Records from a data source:
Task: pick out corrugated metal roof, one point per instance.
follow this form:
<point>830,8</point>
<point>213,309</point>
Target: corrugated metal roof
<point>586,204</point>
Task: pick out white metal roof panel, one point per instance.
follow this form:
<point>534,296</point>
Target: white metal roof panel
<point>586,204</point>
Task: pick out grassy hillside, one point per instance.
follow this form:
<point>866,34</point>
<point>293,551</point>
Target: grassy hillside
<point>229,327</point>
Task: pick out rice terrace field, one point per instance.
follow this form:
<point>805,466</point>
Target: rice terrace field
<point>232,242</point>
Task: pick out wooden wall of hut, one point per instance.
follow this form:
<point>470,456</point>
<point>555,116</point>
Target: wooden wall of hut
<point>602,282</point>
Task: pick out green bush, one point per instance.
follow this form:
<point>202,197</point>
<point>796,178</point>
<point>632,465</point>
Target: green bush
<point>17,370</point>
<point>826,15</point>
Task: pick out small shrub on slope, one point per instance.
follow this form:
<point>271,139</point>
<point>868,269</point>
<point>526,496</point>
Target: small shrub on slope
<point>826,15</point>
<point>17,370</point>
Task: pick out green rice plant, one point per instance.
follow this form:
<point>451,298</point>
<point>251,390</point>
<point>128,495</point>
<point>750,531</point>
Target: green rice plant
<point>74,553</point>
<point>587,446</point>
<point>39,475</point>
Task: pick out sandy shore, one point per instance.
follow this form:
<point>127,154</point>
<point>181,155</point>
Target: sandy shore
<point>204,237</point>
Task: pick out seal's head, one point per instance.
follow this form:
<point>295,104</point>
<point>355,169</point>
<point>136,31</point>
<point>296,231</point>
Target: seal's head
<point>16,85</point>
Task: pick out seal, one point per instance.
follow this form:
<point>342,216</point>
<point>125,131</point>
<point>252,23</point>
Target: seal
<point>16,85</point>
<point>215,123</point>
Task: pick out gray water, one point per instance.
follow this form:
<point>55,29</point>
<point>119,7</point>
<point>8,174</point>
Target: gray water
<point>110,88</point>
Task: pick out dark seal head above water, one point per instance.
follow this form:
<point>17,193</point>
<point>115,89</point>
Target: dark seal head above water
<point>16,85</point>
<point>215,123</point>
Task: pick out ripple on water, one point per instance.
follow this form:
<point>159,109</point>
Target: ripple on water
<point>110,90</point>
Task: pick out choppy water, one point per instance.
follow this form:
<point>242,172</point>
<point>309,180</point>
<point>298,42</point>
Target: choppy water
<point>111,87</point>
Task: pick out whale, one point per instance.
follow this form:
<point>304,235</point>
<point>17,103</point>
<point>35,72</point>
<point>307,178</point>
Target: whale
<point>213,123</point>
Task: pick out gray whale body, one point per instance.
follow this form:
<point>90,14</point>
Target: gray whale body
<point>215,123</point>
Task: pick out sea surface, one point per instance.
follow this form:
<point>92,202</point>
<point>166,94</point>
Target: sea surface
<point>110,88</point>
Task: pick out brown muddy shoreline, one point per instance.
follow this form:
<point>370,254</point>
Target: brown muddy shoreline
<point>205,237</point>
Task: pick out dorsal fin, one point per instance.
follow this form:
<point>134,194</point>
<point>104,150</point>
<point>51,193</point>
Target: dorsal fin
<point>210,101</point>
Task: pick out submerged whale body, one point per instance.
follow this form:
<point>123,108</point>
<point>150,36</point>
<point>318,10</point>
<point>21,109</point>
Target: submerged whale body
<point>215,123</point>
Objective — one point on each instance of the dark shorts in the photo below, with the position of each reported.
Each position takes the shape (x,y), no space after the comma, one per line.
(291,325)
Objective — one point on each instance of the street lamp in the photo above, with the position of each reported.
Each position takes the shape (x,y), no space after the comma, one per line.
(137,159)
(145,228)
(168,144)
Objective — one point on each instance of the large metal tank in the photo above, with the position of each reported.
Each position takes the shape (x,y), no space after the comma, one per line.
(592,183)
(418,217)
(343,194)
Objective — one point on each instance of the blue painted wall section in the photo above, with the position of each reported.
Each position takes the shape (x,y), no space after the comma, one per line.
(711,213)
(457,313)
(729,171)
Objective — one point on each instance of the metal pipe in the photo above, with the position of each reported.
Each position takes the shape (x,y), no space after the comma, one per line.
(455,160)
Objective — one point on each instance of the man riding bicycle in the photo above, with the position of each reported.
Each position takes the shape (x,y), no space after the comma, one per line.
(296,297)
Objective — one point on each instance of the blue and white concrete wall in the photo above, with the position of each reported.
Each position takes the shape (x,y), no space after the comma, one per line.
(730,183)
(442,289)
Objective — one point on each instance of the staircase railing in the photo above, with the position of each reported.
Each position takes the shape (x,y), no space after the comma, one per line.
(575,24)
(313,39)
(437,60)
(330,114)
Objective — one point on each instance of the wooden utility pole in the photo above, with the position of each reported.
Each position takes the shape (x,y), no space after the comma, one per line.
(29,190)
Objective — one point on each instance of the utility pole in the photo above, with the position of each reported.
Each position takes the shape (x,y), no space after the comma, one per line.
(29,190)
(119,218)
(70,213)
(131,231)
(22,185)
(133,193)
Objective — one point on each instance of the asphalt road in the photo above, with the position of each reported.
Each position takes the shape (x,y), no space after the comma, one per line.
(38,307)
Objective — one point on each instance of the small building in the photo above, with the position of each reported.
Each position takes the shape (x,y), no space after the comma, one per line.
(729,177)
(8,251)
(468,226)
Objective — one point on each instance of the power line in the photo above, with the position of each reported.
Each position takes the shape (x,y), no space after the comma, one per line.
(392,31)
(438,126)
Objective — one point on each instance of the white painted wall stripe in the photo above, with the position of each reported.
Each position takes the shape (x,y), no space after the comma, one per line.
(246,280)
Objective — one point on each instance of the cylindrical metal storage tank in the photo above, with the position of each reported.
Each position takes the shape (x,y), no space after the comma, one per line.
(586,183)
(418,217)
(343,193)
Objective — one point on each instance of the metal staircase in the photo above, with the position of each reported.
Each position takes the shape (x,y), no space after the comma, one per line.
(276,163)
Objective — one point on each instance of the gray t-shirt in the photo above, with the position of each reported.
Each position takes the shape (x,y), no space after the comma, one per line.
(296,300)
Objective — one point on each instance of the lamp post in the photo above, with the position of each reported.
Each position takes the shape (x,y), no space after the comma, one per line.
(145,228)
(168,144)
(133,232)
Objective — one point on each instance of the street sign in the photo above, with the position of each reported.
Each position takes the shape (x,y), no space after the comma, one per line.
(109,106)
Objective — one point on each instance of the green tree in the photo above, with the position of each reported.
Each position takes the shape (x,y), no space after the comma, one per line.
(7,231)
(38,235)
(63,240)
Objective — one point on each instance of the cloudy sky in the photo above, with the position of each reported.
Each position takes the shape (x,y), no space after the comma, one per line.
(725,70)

**WHAT TO DO**
Could the data above be returned exactly as it stands?

**SOLUTION TO THIS PROBLEM**
Task: pick out corrugated metal roof, one point per instance.
follow this form:
<point>830,8</point>
<point>213,309</point>
Target: corrugated metal roof
<point>586,204</point>
Task: pick out white metal roof panel, one point per instance.
follow this form:
<point>534,296</point>
Target: white metal roof panel
<point>586,204</point>
Task: pick out grassy hillside, one point per instance.
follow this form:
<point>866,34</point>
<point>293,551</point>
Target: grassy hillside
<point>229,327</point>
Task: pick out rice terrace field, one point per instance.
follow this form:
<point>805,466</point>
Target: rice terrace field
<point>232,242</point>
Task: pick out wooden wall of hut, one point per instance.
follow this form:
<point>470,456</point>
<point>555,116</point>
Target: wooden wall of hut
<point>602,282</point>
Task: pick out green bush, one point per instance.
follow this form:
<point>202,197</point>
<point>796,178</point>
<point>632,465</point>
Target: green bush
<point>17,370</point>
<point>826,15</point>
Task: pick out small shrub on slope, one point per instance.
follow this form:
<point>271,139</point>
<point>868,269</point>
<point>526,496</point>
Target: small shrub on slope
<point>826,15</point>
<point>17,370</point>
Task: pick out green rice plant, one point per instance.
follow this form:
<point>451,298</point>
<point>251,390</point>
<point>128,495</point>
<point>750,531</point>
Target: green rice plant
<point>74,553</point>
<point>587,446</point>
<point>39,475</point>
Task: pick out sandy shore, one point per instance.
follow this form:
<point>127,154</point>
<point>181,155</point>
Target: sandy shore
<point>204,237</point>
Task: pick out seal's head, one point per instance.
follow this form:
<point>295,104</point>
<point>355,169</point>
<point>136,31</point>
<point>296,231</point>
Target: seal's head
<point>16,85</point>
Task: pick out seal, one point per instance.
follow this form:
<point>342,216</point>
<point>125,131</point>
<point>252,23</point>
Target: seal
<point>16,85</point>
<point>215,123</point>
Task: pick out gray water, one point per instance.
follow this form:
<point>55,29</point>
<point>119,7</point>
<point>8,174</point>
Target: gray water
<point>110,88</point>
Task: pick out dark seal head above water, one point per instance.
follow this form:
<point>17,193</point>
<point>115,89</point>
Target: dark seal head above water
<point>16,85</point>
<point>215,123</point>
Task: pick out ripple on water, one point per instance.
follow this form:
<point>159,109</point>
Target: ripple on water
<point>110,90</point>
Task: pick out choppy water, one point per instance.
follow this form:
<point>242,172</point>
<point>309,180</point>
<point>298,42</point>
Target: choppy water
<point>111,87</point>
Task: pick out whale, one point per instance.
follow this form:
<point>304,235</point>
<point>17,103</point>
<point>35,72</point>
<point>307,178</point>
Target: whale
<point>213,123</point>
Task: pick out gray whale body, one point per instance.
follow this form:
<point>90,14</point>
Target: gray whale body
<point>215,123</point>
Task: pick out sea surface, one point per instance.
follow this form:
<point>92,202</point>
<point>166,94</point>
Target: sea surface
<point>110,88</point>
Task: pick out brown muddy shoreline, one point per instance.
follow this form:
<point>370,254</point>
Target: brown muddy shoreline
<point>205,237</point>
Task: pick out dorsal fin, one point per instance.
follow this form:
<point>134,194</point>
<point>104,150</point>
<point>51,193</point>
Target: dorsal fin
<point>210,101</point>
Task: pick out submerged whale body, one point per instance.
follow this form:
<point>123,108</point>
<point>150,36</point>
<point>318,10</point>
<point>21,109</point>
Target: submerged whale body
<point>215,123</point>
Objective — one point on each instance of the dark shorts in the photo below, with the position of each reported.
Each position takes the shape (x,y), no space after the comma, one per line.
(291,325)
Objective — one point on each instance of the street lamp in the photo above, with the position of each reported.
Each position takes the shape (x,y), no space after the comma, one per line.
(137,159)
(145,228)
(168,144)
Objective — one point on each instance of the large metal tank in the photo above, with the position of each reported.
Each position takes the shape (x,y), no space after the comma, one per line.
(592,183)
(418,217)
(343,194)
Objective — one point on each instance of the blue painted wall section in the photo above, with the position of each reported.
Each position takes the shape (x,y), no space after the comma, one per line.
(711,213)
(457,313)
(729,171)
Objective — one point on each instance of the metal pipe in the photo above, with the position of each reported.
Each position takes the shape (x,y), no space after the comma, one per line.
(455,160)
Objective — one point on each instance of the man riding bicycle in the photo above, with the position of each reported.
Each position takes the shape (x,y), no space after the comma, one per line.
(296,297)
Objective — one point on each instance of the blue and white concrete wall in the photo above, with the position of each reported.
Each position takes the shape (x,y), no space after the comma, one per line.
(730,183)
(442,289)
Objective — one point on each instance of the staircase railing in the photo above, with the position of each reported.
Each position takes the shape (x,y), no space after the comma, one per line.
(575,24)
(313,39)
(437,60)
(330,114)
Objective — one point on each instance of the wooden utility pole in the photo above, with the position of each reported.
Each position takes the shape (x,y), no space after the comma, one per line.
(29,190)
Objective — one point on each instance of the utility pole in the photo above, with the position of each reported.
Each position takes the shape (x,y), no space after the comma, one per line.
(29,190)
(119,218)
(70,213)
(131,231)
(22,185)
(133,193)
Objective — one point on each instance of the asphalt road in the photo above, with the position of each reported.
Each position takes the shape (x,y), no space after the comma, one per line.
(38,307)
Objective — one point on each instance of the small building in the photo above, with the position of each reported.
Each position takes the shape (x,y), no space after the comma, one per line.
(729,177)
(8,251)
(468,226)
Objective — one point on each instance of the power line in the photo above, with the position of each reported.
Each position takes the shape (x,y), no space after the comma, one per line.
(392,31)
(438,126)
Objective — one point on each instance of the white painted wall stripe in the photo above, with the position of each reported.
Each position takes the shape (x,y), no space after the comma, one per line.
(246,280)
Objective — one point on each instance of the cylindrical metal storage tank in the photo above, with the position of each reported.
Each position takes the shape (x,y), no space after the comma, one per line.
(586,183)
(418,217)
(343,193)
Objective — one point on each instance of the metal staircase in the photo above, with the position of each reported.
Each position takes the shape (x,y), no space after the comma, one per line.
(276,163)
Objective — one point on each instance of the gray t-shirt in the photo above, with the position of each reported.
Each position takes the shape (x,y), no space after the comma, one per line.
(296,300)
Objective — one point on each instance of the lamp post in the photo above, with the position of each reported.
Each position takes the shape (x,y), no space after the comma, one per line.
(145,228)
(168,144)
(133,232)
Objective — one point on each instance of the street sign in the photo above, with the position of each reported.
Each position takes the shape (x,y), no space after the comma, one per line.
(109,106)
Objective — one point on each instance of the green tree in the photo above, with the position of each reported.
Each position takes the shape (x,y), no space after the comma, one per line.
(7,231)
(38,235)
(63,240)
Objective — one point on each instance of the cloudy sky in the photo above, with the position of each reported.
Each position takes the shape (x,y), no space after the comma, one per line.
(725,70)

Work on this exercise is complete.